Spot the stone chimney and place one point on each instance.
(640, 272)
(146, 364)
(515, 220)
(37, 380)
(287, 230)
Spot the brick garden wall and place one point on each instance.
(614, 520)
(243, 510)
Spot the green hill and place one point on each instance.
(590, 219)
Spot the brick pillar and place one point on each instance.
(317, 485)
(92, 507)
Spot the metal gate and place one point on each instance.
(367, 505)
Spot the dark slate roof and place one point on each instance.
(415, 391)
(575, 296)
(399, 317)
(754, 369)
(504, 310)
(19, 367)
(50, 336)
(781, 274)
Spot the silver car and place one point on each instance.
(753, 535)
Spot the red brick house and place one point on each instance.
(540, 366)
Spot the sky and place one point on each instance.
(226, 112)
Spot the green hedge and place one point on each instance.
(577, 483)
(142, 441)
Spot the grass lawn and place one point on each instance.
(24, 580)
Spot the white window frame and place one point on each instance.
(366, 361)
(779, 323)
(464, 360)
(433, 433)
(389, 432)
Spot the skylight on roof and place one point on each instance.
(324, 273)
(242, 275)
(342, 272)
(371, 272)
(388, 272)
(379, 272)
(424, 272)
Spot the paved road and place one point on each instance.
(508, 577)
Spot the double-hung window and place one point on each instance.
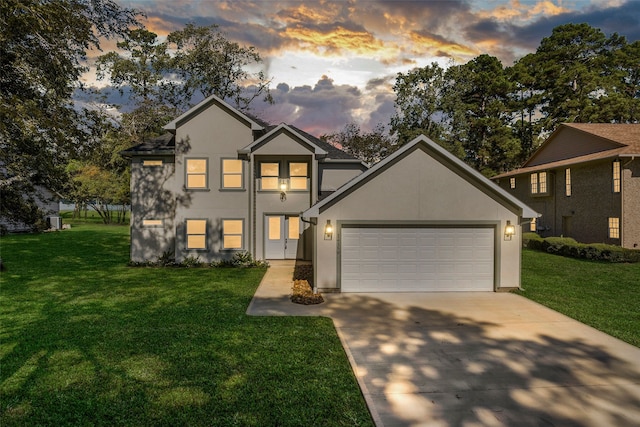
(614, 228)
(298, 174)
(616, 176)
(196, 230)
(232, 233)
(196, 174)
(232, 177)
(539, 183)
(269, 175)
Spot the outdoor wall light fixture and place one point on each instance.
(328, 231)
(509, 231)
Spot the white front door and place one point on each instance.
(282, 234)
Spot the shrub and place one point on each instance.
(568, 247)
(240, 260)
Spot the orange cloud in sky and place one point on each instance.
(519, 12)
(426, 45)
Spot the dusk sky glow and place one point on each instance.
(334, 62)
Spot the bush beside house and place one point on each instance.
(568, 247)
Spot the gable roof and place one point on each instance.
(616, 140)
(440, 154)
(164, 144)
(204, 104)
(320, 148)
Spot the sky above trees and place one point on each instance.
(334, 62)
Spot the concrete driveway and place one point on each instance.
(473, 359)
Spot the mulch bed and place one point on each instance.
(303, 294)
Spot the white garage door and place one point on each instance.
(416, 259)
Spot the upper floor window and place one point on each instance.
(298, 176)
(539, 183)
(150, 162)
(196, 234)
(196, 170)
(270, 175)
(614, 228)
(232, 177)
(232, 233)
(616, 176)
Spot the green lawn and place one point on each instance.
(603, 295)
(86, 340)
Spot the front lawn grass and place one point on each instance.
(86, 340)
(600, 294)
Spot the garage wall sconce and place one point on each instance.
(328, 231)
(509, 230)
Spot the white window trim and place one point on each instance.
(206, 174)
(222, 175)
(241, 248)
(206, 234)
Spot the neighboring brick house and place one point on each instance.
(584, 180)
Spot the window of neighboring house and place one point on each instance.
(269, 175)
(298, 174)
(196, 234)
(196, 170)
(614, 228)
(616, 177)
(232, 233)
(232, 177)
(539, 183)
(149, 162)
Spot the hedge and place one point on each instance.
(568, 247)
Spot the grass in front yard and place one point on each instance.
(603, 295)
(86, 340)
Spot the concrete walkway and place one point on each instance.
(472, 359)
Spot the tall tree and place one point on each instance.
(475, 102)
(417, 103)
(209, 64)
(43, 48)
(370, 147)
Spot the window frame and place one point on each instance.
(205, 173)
(205, 234)
(223, 234)
(616, 175)
(539, 183)
(306, 176)
(277, 177)
(223, 174)
(613, 224)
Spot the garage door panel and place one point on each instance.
(417, 259)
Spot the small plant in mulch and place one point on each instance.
(303, 294)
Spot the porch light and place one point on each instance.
(328, 231)
(509, 231)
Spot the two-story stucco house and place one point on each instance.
(221, 181)
(584, 180)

◆ ◆ ◆ ◆

- [Work request]
Verbatim copy without images: write the records above out in full.

- [Result of the exercise]
Spot the stone chimney and place one point on each instance.
(640, 272)
(146, 364)
(515, 220)
(37, 380)
(287, 230)
Spot the brick garden wall and place one point on each instance.
(614, 520)
(243, 510)
Spot the green hill and place one point on each instance.
(590, 219)
Spot the brick pillar and place one point on each instance.
(317, 485)
(92, 507)
Spot the metal gate and place one point on each instance.
(367, 505)
Spot the dark slate roof and place one point on each instance.
(415, 391)
(575, 296)
(399, 317)
(754, 369)
(504, 310)
(19, 367)
(50, 336)
(781, 274)
Spot the silver car and place one point on each instance.
(753, 535)
Spot the red brick house and place one point on each instance.
(540, 366)
Spot the sky and place one point on each instance.
(226, 112)
Spot the green hedge and place one point on each instance.
(577, 483)
(142, 441)
Spot the grass lawn and place one point on each instance.
(24, 580)
Spot the white window frame and place one point on each instance.
(366, 361)
(779, 323)
(464, 360)
(433, 433)
(389, 432)
Spot the skylight on roof and place one point on each instance.
(324, 273)
(242, 275)
(342, 272)
(371, 272)
(388, 272)
(379, 272)
(424, 272)
Spot the paved road and place one point on each instance.
(508, 577)
Spot the double-hung window and place one point on each instance.
(614, 228)
(298, 174)
(616, 176)
(196, 230)
(232, 233)
(196, 174)
(232, 177)
(539, 183)
(269, 175)
Spot the outdoor wall light fixture and place one point on each instance.
(328, 231)
(509, 231)
Spot the white front door and place one point on each instance.
(282, 234)
Spot the shrub and place one point on each instance.
(568, 247)
(240, 260)
Spot the orange cloud in sky and place one point on each instance.
(519, 12)
(426, 45)
Spot the dusk sky glow and place one point on each instance.
(334, 62)
Spot the bush beside house and place one point on each instance.
(568, 247)
Spot the gable roof and place one point on each instance.
(616, 140)
(440, 154)
(164, 144)
(204, 104)
(320, 148)
Spot the sky above trees and place one point on each instance.
(334, 62)
Spot the concrete driveway and place one point on each instance.
(473, 359)
Spot the mulch bed and place one point on each instance.
(303, 294)
Spot the white garage door and place one point on each instance.
(416, 259)
Spot the upper floor window and place one point on each instance.
(298, 176)
(539, 183)
(150, 162)
(196, 234)
(196, 170)
(270, 175)
(614, 228)
(232, 177)
(232, 233)
(616, 176)
Spot the green lawn and place one point on each instance.
(603, 295)
(86, 340)
Spot the front lawn grass and place one point on each instance.
(86, 340)
(600, 294)
Spot the garage wall sconce and place one point on each instance.
(328, 231)
(509, 230)
Spot the white window trim and place one point on each instance.
(206, 174)
(222, 175)
(241, 248)
(206, 234)
Spot the neighboring brick house and place one point on each instance.
(584, 180)
Spot the window of neighboring house and place one point on each instance.
(269, 175)
(298, 174)
(196, 234)
(196, 170)
(614, 228)
(616, 177)
(232, 233)
(232, 177)
(539, 183)
(149, 162)
Spot the hedge and place one point on each instance.
(568, 247)
Spot the grass in front yard and place one point on each instance.
(603, 295)
(86, 340)
Spot the concrete walkway and place one point on each instance.
(472, 359)
Spot the tall tree and place one point on each instance.
(475, 102)
(417, 103)
(209, 64)
(43, 48)
(370, 147)
Spot the window frame and place one point on each instance.
(205, 173)
(205, 234)
(223, 234)
(616, 175)
(539, 183)
(306, 176)
(277, 177)
(223, 174)
(613, 224)
Spot the garage door panel and place one point on each instance.
(417, 259)
Spot the small plant in mulch and place one point on each instance.
(303, 294)
Spot the porch light and place one point on each instance.
(328, 231)
(509, 231)
Spot the two-story stucco house and place one point on each instance.
(221, 181)
(584, 180)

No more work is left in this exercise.